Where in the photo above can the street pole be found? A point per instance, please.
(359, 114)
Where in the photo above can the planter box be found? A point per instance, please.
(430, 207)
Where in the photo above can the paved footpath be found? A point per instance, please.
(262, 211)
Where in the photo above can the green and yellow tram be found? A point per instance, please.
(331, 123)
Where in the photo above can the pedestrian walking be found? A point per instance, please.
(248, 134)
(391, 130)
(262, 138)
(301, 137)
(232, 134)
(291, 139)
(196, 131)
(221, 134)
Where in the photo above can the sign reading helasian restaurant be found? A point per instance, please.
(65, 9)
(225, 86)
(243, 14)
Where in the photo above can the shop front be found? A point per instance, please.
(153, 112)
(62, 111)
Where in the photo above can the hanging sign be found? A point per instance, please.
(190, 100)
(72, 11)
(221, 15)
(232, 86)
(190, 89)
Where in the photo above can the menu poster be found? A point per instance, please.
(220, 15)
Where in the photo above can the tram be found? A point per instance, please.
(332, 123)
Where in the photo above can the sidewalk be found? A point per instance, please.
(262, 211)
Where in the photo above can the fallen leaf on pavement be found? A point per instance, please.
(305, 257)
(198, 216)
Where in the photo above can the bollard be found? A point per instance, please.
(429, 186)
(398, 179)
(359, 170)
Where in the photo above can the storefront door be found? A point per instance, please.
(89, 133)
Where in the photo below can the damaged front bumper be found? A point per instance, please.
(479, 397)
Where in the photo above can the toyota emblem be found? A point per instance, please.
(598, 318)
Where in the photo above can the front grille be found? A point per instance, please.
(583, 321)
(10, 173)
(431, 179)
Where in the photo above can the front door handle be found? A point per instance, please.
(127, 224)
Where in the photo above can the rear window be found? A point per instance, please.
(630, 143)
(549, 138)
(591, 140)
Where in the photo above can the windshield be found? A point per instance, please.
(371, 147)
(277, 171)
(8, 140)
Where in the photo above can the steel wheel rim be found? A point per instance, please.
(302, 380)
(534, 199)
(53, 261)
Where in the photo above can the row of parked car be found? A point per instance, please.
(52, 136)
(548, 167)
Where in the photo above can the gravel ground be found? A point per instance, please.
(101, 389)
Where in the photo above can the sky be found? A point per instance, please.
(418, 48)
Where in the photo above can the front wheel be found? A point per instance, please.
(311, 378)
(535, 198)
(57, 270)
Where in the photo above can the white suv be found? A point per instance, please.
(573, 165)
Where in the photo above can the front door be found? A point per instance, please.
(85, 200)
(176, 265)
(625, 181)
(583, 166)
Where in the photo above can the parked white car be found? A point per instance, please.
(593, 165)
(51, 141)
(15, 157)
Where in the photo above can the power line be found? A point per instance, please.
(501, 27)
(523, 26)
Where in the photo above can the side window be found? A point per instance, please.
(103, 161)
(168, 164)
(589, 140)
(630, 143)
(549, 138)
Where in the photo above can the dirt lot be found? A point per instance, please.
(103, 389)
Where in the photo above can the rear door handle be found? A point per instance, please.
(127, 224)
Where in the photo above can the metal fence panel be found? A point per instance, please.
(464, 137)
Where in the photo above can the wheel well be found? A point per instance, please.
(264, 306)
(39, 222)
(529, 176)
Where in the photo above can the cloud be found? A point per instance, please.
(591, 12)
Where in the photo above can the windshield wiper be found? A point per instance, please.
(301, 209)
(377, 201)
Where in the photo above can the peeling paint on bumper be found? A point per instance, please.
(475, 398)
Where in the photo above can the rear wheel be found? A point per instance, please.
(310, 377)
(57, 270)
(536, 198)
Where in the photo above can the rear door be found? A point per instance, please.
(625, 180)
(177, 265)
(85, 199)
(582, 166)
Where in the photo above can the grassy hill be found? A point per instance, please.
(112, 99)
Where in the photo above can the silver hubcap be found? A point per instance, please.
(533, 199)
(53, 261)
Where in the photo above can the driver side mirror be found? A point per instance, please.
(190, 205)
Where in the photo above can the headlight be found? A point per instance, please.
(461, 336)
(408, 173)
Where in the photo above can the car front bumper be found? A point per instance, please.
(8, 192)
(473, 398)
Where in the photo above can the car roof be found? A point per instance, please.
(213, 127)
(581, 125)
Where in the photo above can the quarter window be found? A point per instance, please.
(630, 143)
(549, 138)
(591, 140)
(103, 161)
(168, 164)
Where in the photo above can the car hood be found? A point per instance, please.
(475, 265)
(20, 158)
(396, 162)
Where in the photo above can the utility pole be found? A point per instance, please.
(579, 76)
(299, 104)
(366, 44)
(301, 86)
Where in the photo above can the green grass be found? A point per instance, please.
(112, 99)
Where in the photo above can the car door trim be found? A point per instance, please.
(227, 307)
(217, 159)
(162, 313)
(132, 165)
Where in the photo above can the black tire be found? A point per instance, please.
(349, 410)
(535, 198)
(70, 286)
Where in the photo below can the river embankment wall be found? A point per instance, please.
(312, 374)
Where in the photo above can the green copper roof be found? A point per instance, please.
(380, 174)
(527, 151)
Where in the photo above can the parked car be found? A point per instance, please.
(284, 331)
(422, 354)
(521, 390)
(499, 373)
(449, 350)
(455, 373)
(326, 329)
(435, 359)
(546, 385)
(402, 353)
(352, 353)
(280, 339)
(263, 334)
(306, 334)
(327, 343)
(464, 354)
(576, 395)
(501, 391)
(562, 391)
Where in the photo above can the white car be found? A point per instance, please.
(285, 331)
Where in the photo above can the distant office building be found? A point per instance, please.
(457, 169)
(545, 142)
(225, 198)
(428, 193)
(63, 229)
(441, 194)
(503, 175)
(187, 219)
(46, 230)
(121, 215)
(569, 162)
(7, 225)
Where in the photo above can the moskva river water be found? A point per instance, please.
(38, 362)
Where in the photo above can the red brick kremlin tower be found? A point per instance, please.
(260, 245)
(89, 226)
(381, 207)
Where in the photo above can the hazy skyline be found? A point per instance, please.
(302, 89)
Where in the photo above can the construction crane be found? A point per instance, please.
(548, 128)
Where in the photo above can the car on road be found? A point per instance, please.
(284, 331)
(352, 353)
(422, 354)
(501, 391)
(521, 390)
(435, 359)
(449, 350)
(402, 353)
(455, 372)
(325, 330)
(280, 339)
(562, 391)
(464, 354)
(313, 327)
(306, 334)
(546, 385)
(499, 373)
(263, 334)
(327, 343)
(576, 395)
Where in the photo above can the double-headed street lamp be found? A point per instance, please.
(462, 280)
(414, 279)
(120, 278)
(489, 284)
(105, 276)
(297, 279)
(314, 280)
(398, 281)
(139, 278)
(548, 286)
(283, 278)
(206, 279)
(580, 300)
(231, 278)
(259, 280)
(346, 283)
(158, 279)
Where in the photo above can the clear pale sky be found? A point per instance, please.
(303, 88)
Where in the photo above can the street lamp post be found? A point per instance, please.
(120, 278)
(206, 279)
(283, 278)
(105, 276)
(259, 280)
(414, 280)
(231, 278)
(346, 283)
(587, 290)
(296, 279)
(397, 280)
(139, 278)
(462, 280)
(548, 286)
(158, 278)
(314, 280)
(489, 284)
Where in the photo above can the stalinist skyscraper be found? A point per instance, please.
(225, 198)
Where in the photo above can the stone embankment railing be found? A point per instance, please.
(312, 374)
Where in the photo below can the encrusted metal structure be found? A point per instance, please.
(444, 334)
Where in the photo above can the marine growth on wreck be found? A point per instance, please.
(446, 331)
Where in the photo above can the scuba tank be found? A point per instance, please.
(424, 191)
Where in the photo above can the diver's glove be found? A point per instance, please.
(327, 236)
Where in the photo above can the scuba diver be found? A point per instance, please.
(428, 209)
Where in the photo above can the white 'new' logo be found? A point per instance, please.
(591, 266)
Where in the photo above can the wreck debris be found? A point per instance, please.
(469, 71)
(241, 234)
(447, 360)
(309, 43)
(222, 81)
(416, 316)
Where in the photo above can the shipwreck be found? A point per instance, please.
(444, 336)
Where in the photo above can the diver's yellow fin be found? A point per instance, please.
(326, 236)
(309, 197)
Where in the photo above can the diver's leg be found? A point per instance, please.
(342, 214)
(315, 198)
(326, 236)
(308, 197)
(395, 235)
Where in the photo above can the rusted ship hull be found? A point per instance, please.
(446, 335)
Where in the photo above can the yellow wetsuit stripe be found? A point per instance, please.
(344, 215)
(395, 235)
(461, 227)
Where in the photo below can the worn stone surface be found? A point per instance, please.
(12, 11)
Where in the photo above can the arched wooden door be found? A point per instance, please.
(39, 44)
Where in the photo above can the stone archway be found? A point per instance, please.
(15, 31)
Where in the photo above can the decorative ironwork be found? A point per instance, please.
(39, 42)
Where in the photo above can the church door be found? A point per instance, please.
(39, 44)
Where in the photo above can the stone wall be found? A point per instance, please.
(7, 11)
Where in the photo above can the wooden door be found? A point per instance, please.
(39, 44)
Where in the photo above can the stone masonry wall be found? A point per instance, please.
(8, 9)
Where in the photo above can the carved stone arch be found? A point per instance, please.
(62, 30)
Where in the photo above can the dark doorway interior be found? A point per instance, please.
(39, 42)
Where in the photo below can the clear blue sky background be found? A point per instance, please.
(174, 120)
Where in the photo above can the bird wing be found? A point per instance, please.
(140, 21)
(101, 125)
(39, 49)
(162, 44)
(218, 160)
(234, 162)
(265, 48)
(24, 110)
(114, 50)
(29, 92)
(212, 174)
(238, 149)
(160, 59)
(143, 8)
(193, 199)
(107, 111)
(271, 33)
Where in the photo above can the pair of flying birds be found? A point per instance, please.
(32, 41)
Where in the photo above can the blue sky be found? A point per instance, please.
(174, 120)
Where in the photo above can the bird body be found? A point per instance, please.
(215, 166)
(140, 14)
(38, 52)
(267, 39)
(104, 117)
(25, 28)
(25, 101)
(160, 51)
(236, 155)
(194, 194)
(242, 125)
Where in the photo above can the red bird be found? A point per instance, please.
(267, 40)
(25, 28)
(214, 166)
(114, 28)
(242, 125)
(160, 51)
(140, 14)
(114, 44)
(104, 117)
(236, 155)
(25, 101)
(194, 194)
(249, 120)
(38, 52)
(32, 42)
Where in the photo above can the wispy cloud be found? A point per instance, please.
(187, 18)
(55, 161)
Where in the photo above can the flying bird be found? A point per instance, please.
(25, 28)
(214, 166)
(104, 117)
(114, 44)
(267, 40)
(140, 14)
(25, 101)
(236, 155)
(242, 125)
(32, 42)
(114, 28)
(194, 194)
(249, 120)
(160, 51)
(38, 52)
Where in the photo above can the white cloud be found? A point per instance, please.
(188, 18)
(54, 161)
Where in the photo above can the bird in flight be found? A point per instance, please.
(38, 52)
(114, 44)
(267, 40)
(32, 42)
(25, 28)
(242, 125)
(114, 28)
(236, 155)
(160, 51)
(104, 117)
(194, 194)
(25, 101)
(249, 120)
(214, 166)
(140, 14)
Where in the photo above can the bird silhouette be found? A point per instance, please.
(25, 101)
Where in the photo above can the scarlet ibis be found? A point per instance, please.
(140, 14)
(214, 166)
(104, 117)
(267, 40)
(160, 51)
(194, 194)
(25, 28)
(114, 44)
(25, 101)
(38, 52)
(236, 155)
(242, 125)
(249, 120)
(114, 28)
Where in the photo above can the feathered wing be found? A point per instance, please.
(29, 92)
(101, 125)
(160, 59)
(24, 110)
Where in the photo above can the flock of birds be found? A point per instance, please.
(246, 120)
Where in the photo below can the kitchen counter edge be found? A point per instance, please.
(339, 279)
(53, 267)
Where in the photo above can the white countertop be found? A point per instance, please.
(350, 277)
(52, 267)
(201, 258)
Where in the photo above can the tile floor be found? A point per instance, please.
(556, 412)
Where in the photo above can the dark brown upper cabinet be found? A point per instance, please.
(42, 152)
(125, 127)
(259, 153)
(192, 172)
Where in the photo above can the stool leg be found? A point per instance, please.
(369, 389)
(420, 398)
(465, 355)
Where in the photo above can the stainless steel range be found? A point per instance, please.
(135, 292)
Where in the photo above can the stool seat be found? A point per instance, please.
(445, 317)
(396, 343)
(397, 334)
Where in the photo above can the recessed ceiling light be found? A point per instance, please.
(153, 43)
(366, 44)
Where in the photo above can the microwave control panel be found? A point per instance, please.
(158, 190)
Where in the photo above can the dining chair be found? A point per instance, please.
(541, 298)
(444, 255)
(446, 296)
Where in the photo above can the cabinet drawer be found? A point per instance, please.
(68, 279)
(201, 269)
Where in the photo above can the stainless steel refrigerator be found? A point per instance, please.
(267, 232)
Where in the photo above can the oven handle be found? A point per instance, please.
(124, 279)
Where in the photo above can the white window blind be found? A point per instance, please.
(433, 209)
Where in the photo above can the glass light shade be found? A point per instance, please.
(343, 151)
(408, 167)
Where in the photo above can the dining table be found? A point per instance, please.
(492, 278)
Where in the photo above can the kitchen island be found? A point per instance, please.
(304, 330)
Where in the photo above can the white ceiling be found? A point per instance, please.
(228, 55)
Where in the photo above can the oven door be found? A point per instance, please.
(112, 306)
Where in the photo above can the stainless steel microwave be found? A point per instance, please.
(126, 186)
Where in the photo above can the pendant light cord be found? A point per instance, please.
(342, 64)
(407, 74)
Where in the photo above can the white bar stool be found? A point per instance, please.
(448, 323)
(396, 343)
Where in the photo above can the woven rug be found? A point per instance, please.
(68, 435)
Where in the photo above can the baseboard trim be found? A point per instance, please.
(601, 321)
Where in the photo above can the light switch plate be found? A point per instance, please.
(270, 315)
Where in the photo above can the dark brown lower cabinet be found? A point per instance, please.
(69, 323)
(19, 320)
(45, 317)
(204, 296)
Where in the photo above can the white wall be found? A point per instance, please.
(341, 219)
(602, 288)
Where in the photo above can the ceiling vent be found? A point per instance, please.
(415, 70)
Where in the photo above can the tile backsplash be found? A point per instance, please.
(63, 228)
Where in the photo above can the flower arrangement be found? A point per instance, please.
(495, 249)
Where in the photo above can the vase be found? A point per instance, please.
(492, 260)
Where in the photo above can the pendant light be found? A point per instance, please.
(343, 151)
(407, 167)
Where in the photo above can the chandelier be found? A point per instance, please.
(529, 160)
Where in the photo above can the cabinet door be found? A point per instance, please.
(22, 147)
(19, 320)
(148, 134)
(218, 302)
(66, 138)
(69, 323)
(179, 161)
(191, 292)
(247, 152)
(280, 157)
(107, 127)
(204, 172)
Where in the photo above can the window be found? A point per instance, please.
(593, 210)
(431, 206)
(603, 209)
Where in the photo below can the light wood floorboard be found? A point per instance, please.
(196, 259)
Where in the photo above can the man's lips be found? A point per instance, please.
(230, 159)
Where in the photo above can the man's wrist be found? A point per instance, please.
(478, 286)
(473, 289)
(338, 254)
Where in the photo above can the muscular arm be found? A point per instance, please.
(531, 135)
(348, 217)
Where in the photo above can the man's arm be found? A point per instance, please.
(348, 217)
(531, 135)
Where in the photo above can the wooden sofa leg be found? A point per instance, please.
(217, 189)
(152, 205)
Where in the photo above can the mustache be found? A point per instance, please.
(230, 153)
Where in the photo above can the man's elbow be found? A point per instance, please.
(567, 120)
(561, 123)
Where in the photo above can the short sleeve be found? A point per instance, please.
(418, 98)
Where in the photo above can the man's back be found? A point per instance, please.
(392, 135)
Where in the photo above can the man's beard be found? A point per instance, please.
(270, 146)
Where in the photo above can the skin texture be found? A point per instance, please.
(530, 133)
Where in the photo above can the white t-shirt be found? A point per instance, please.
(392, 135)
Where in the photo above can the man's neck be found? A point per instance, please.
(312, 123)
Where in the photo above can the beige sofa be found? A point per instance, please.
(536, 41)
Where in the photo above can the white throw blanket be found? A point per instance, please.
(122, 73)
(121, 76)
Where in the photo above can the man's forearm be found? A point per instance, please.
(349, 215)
+-------+
## TASK DIRECTIONS
Rewrite the entries, from the line containing "Where in the photo above can the man's elbow" through the end of the entries, as a JSON list of strings with one string per line and blank lines omitted.

## PROBLEM SOLUTION
[
  "Where in the photo above can the man's elbow be found? A point per instance, please.",
  "(567, 120)",
  "(561, 123)",
  "Where in the photo above can the short sleeve be found? A point per instance, please.",
  "(418, 98)",
  "Where in the photo above can the man's back be found? A point per instance, please.",
  "(392, 135)",
  "Where in the photo above can the man's beard be found? A point per instance, please.",
  "(270, 146)",
  "Where in the photo above can the skin texture be found? A point per instance, please.",
  "(530, 133)",
  "Where in the photo above can the white t-shirt be found? A point per instance, please.",
  "(392, 135)",
  "Where in the photo above can the man's neck be found? A point per instance, please.",
  "(312, 123)",
  "Where in the photo above can the beige sofa be found? A point per instance, please.",
  "(536, 41)",
  "Where in the photo above can the white throw blanket be found? A point per instance, please.",
  "(122, 73)",
  "(121, 76)",
  "Where in the photo above can the man's forearm be found? A point per instance, please.",
  "(349, 215)"
]